◆ **Your objective**:
The whole answer is the data below, retyped exactly.

Referring expression pointing data:
+ + + +
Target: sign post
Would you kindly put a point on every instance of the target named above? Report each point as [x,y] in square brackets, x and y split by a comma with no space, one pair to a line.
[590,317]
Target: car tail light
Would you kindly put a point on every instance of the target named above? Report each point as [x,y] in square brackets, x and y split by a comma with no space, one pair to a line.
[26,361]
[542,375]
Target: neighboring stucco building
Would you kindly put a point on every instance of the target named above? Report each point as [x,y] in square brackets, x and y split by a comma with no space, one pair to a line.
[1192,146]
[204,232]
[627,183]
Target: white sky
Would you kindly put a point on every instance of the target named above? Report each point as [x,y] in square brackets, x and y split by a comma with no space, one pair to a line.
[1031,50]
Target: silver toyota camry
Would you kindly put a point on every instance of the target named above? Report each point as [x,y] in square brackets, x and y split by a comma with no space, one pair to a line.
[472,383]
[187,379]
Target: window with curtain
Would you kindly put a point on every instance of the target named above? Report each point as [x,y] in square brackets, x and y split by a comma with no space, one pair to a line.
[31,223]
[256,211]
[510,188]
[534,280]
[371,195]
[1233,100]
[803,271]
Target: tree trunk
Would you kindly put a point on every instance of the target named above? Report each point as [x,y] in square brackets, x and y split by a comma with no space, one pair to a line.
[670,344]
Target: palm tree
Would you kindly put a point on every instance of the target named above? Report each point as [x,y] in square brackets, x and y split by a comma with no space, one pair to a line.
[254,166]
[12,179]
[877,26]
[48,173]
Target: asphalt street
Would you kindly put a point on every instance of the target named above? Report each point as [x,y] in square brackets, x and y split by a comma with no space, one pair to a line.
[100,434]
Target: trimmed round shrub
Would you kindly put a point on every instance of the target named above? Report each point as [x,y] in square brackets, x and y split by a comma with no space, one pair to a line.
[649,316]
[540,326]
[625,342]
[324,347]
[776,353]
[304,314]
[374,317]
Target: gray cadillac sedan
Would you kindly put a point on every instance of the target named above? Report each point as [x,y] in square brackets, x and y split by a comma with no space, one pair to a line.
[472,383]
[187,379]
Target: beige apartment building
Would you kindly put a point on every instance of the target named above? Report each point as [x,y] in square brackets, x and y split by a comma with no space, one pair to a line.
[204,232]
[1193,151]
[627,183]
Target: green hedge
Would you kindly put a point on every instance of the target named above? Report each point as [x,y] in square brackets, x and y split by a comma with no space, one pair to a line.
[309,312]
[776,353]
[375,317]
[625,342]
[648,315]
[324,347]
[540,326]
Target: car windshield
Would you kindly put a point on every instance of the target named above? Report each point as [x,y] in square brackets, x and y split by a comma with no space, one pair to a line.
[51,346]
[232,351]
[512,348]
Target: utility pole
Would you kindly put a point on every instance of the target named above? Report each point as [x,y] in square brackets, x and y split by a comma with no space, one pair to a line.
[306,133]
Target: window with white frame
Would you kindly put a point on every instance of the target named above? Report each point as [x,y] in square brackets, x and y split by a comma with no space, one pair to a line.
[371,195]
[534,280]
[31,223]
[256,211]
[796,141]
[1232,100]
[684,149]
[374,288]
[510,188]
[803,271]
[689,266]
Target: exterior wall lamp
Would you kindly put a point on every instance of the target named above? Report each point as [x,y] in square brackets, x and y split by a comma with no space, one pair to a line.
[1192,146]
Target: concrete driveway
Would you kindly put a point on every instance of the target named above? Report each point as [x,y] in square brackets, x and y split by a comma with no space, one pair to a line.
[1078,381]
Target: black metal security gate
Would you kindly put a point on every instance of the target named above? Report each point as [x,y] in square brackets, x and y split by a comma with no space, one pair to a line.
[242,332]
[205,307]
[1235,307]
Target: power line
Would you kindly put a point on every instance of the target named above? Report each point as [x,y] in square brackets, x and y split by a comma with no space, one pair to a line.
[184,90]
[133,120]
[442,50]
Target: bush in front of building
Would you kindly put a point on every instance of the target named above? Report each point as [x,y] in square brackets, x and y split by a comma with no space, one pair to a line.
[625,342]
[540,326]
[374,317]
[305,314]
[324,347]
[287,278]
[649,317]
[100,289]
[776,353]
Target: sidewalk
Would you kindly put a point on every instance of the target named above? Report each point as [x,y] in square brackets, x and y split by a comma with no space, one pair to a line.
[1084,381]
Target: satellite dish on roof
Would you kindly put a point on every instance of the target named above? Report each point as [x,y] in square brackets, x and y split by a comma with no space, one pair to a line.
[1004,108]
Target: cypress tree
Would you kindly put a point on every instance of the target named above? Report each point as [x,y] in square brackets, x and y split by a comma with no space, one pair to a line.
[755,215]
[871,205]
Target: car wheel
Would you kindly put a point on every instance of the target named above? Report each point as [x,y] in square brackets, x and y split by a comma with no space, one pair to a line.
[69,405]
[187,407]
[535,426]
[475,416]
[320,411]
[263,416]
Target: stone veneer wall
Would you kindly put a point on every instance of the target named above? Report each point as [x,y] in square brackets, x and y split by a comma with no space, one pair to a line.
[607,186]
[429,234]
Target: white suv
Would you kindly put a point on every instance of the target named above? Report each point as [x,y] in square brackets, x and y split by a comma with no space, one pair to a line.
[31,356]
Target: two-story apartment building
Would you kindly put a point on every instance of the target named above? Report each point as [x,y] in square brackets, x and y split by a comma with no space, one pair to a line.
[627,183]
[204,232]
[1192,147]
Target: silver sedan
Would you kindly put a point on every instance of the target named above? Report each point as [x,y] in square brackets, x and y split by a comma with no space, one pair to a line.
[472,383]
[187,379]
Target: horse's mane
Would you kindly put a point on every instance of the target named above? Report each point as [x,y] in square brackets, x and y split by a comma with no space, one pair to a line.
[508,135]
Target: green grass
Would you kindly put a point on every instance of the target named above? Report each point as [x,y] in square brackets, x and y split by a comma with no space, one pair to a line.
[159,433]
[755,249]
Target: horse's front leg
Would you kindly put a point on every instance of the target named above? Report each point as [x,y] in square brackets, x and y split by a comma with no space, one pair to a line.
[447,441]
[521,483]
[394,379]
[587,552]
+ + + +
◆ **Answer for this exercise**:
Target: sign post
Would you kindly put a point on every instance of the target named above? Report each point as [x,y] in square brackets, x and y split by a comma with no space, one pair to a line.
[590,317]
Target: car tail light
Would you kindly put a point on every instance of the target named above? Report each point as [x,y] in square brackets, x and y split by a comma with no space, one pair to a line.
[26,361]
[542,375]
Target: neighboring stucco building
Would you kindly put a point on every instance of the target named above? Report each point as [x,y] in square brackets, x and y split by a comma with no space, one pair to a line.
[1192,146]
[204,232]
[627,183]
Target: white sky
Would you kindly put a point on every instance of the target named above? Report each point as [x,y] in square brackets, x and y split by a comma with no space, one pair to a line.
[1031,50]
Target: silver toyota camry
Would you kindly put a point on every instance of the target named above? Report each point as [x,y] in square brackets, x and y split by a comma with no space, one pair to a line.
[472,383]
[187,379]
Target: window with curtain
Would you kindly put a point on every instance of the target named above? Report each point as [x,y] in square brackets, x and y split by a comma with no space, one pair to a line.
[31,223]
[256,211]
[510,188]
[534,280]
[371,195]
[1233,100]
[803,271]
Target: tree trunk
Would you kindly put a point on every instance of the target named above? Report each point as [x,y] in square brackets, x and y split by a comma with no space, one pair to a line.
[670,344]
Target: palm tree
Would you kindly put a point on every instance of the target named above? Report each point as [x,y] in square brackets, x and y split by a comma with no space, one pair to a line.
[254,166]
[12,179]
[877,26]
[48,173]
Target: asphalt street
Would you kindly put a point on every instance of the target named above? Report each point as [x,y] in square brackets, x and y split by a comma with no space, one pair to a line.
[100,434]
Target: trimmed round shrub
Would you kindly put a point on every instance of the target named above? Report each point as [x,y] in square brackets, x and y split by a comma with no space, one pair to a line.
[649,316]
[540,326]
[625,342]
[324,347]
[776,353]
[304,314]
[374,317]
Target: gray cadillac sedan
Would you kindly put a point on every instance of the target named above? Report each point as [x,y] in square brackets, x and y split by a comma with no space, one pair to a line.
[472,383]
[187,379]
Target: beige apartment building
Would you kindly put a point on every instance of the target named above? Report each point as [x,y] in square brackets, x and y split by a comma with no space, one pair to a line.
[204,232]
[1193,151]
[627,183]
Target: green hedge
Would you kindly put a point on every instance of the target named above? Report each point as [x,y] in square brackets, x and y split by a comma with no space, one pair to a line.
[309,312]
[776,353]
[375,317]
[625,342]
[648,315]
[324,347]
[540,326]
Target: car windshield
Would you kindly put a point on every instance of the target named above? Report each point as [x,y] in square brackets, x and y split by a comma with no space, one pair to a line.
[51,346]
[232,351]
[512,348]
Target: utility pole
Would you kindly put a point on every instance of the target named above? Report each point as [x,y] in square brackets, x and y split by a comma with no space, one pair to a line.
[306,133]
Target: window with white frame
Would you kindly put a point on every instance of the target named above? Report each point as [x,y] in square brackets, x and y split by a comma with no space, one pair to a line.
[371,195]
[534,280]
[31,223]
[256,211]
[796,141]
[1232,100]
[684,149]
[374,288]
[510,188]
[803,271]
[689,266]
Target: exterior wall lamp
Would you kindly put a point on every instance of the target named above? Report each point as [x,y] in square brackets, x and y split by a comma with no space, one pair to a line.
[1192,146]
Target: concrete driveway
Would you kindly put a point on every instance of the target named above? Report each point as [x,y] in square brackets, x and y split by a comma with no space, one pair to a line.
[1078,381]
Target: black metal security gate
Would you kindly put a point on every instance of the target named above? Report each point as [x,y] in square brackets, x and y split by a comma with no space, one pair to a line.
[242,332]
[205,307]
[1235,307]
Target: power line
Would you kindly put a point on every instance of the target named above? Report each point as [x,y] in square brackets, x and y split by a comma with no space, one pair to a line.
[184,90]
[133,120]
[442,50]
Target: bush in front of building
Would you kindly put a point on every instance of the target named above? Report each point as [x,y] in square brackets, x and y split by a comma with no space, one pair to a line.
[625,342]
[540,326]
[374,317]
[305,314]
[324,347]
[287,278]
[649,317]
[100,289]
[776,353]
Target: sidewalk
Would you kindly put a point on every instance of the target named above? Report each point as [x,y] in square brackets, x and y split by a comma with no space, one pair to a line.
[1084,381]
Target: satellite dish on roof
Would you kindly put a point on every instance of the target named above? Report each point as [x,y] in square brackets, x and y split by a comma with no space, one pair to a line.
[1004,108]
Target: cypress tree
Would you kindly put a point on every instance of the target named above? Report each point as [x,y] in square brackets, x and y split by a comma with no space, one pair to a line.
[755,215]
[871,205]
Target: car wheel
Would you kindly put a point on every instance of the target named above? Report each point as [x,y] in square brackets, x and y split by a comma with no space, one pair to a line.
[69,405]
[187,407]
[535,426]
[475,416]
[320,411]
[263,416]
Target: stone veneer wall
Would you kindly put a point on every instance of the target named above? Report each point as [x,y] in square brackets, x and y split by a comma with no space, one pair to a line.
[607,186]
[429,234]
Target: white suv
Would you kindly put a point on every instance of the target named above? Report each point as [x,y] in square brackets, x and y split by a comma with no space, one pair to a line.
[31,356]
Target: two-story apartment building
Would you kindly put a point on every instance of the target named above? Report each point as [x,y] in square brackets, x and y split by a comma with no space, one pair to a line.
[627,183]
[204,232]
[1192,147]
Target: silver sedan
Would you kindly put a point on every instance of the target named above? Report each point as [x,y] in square brackets, x and y split by a comma with no space, one pair to a line.
[472,383]
[187,379]
Target: horse's mane
Would you kindly put a point on every instance of the target named above? Report each point as [x,y] in square brackets, x and y split by a comma with no space, one pair to a line.
[508,135]
Target: green grass
Would you kindly put a point on every instance of the target named above? Report each point as [x,y] in square brackets, x and y split by a comma with no space, one pair to a line.
[159,433]
[755,249]
Target: horse's front leg
Would you kindly put a point on every instance of the target named above? Report each point as [x,y] in square brackets, x and y split by a comma with no space, one pair to a line.
[447,441]
[521,483]
[394,379]
[587,552]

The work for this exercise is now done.